[Point placement records]
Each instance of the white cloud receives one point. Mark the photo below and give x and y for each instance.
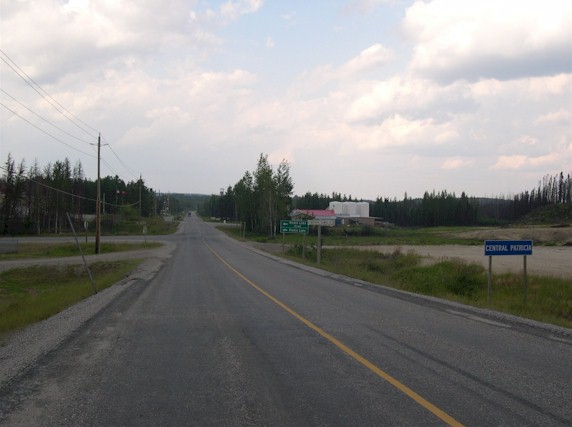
(489, 39)
(369, 59)
(399, 131)
(521, 161)
(456, 163)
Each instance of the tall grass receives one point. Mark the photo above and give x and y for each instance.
(28, 295)
(549, 299)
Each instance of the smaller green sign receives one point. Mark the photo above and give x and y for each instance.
(294, 226)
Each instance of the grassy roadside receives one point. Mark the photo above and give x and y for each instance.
(58, 250)
(548, 299)
(28, 295)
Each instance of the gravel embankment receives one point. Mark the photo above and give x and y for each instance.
(21, 349)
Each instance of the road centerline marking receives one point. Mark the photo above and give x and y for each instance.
(439, 413)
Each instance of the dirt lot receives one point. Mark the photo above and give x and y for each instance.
(545, 260)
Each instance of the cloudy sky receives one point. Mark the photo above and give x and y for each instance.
(363, 97)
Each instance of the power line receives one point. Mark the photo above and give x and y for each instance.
(43, 118)
(58, 107)
(67, 193)
(45, 95)
(45, 132)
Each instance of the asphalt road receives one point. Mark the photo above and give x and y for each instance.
(223, 335)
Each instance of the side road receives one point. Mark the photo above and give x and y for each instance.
(22, 348)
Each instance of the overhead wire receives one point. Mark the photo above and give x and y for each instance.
(76, 196)
(45, 132)
(46, 96)
(58, 107)
(43, 118)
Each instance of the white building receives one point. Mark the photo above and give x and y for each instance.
(350, 209)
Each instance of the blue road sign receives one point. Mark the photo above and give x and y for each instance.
(508, 247)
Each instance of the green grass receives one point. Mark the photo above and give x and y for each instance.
(548, 299)
(28, 295)
(364, 235)
(57, 250)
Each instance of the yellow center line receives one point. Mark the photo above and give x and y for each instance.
(373, 368)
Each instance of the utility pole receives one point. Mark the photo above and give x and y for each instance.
(98, 199)
(140, 185)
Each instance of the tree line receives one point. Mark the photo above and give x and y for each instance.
(433, 209)
(35, 199)
(260, 199)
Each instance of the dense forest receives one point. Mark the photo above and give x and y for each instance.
(35, 200)
(260, 199)
(434, 209)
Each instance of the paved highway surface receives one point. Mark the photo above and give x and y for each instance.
(223, 335)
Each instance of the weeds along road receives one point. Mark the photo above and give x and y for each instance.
(223, 335)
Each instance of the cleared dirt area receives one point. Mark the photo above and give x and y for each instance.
(545, 260)
(554, 259)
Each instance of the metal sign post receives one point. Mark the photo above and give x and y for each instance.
(507, 247)
(320, 223)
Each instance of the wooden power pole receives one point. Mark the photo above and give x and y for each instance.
(98, 198)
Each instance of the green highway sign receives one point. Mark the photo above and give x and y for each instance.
(294, 226)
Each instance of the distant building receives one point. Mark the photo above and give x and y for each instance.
(350, 209)
(313, 214)
(345, 213)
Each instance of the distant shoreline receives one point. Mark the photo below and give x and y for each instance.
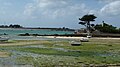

*WHAT IS BEING ASKED*
Can you reproduce the entire listing above word for word, leaving out the pictures?

*ANSWER TO THIS EXERCISE*
Each instance of the white cloud receives one point. Mark the photo below and give x and y for each instance.
(489, 39)
(369, 59)
(399, 131)
(521, 161)
(456, 163)
Each instance of the tall grass receives one point. Mark the photo above and give x and y for each instance.
(28, 295)
(549, 299)
Each instance of the smaller green sign receives one point. Mark the photo above and give x and y for each instance.
(294, 226)
Each instance of the grassy roadside receives one point. Mark the photo above and give x and y for each instance.
(58, 250)
(548, 299)
(28, 295)
Each instance of the gravel embankment receives one point. Mark the photo above and give x and y for each instance.
(21, 349)
Each instance of the road centerline marking receives one point. Mark the photo above and give x and y for each instance.
(439, 413)
Each instance of the dirt lot receives one point. Mark the photo above and give x and y for each instance.
(545, 260)
Each instance of the cloudy sky receives one point. Mark the photo above and give x and y for each instance.
(363, 97)
Each instance of the power line receives one point. Mark the photo above and give x and y for each instance.
(43, 118)
(58, 107)
(67, 193)
(45, 95)
(45, 132)
Each instance of the asphalt road receives one point. Mark the photo above and give x and y for each instance.
(223, 335)
Each instance of the side road receives one point. Mark the photo above and give x and y for each instance.
(22, 348)
Each instance of the overhead wire receives one point. Mark the photo above and give x and y for each instance.
(76, 196)
(45, 132)
(46, 96)
(58, 107)
(43, 118)
Each instance of the white building receives one point. Mark the photo above and give x and y for each instance.
(350, 209)
Each instance of the blue road sign receives one point. Mark the photo above and give x and y for each instance.
(508, 247)
Each instance of the green grass receives one point. Mark the photo above and give x and y for each instance.
(548, 299)
(28, 295)
(364, 235)
(57, 250)
Each instance of the yellow center line receives one point. Mark the photo above and give x and y for each instance.
(373, 368)
Each instance of the utility pole receives one point. Mark the photo above and give x and y for each instance.
(98, 199)
(140, 185)
Each instance of the tree line receives one point. Mark the photo above and give x and y for each instance.
(433, 209)
(35, 199)
(260, 199)
Each instance of the dense forest receives one point. Mark the photo above and give x and y for each instance.
(35, 200)
(260, 199)
(434, 209)
Each instance of the paved highway surface receives one point. Mark the photo above and give x and y for each instance.
(223, 335)
Each instance of the weeds along road receives one point. Mark the photo above and give x and y for each instance.
(223, 335)
Each instance of the cleared dirt area receives one point. Mark the photo above and give x and y for each instance.
(545, 260)
(554, 259)
Each instance of the metal sign post receives one point. Mark the photo above and give x and y for each instance.
(507, 247)
(320, 223)
Each instance of the wooden power pole receives one point. Mark the photo above and give x and y for each instance.
(98, 198)
Each instance of the green highway sign receives one point. Mark the photo above and give x and y for each instance.
(294, 226)
Each instance of the distant building receives one point. Mark the photo above and give x and y for each instance.
(350, 209)
(313, 214)
(345, 213)
Each instance of the distant shoreline receives one point. Mark the photo below and give x and y for each instance.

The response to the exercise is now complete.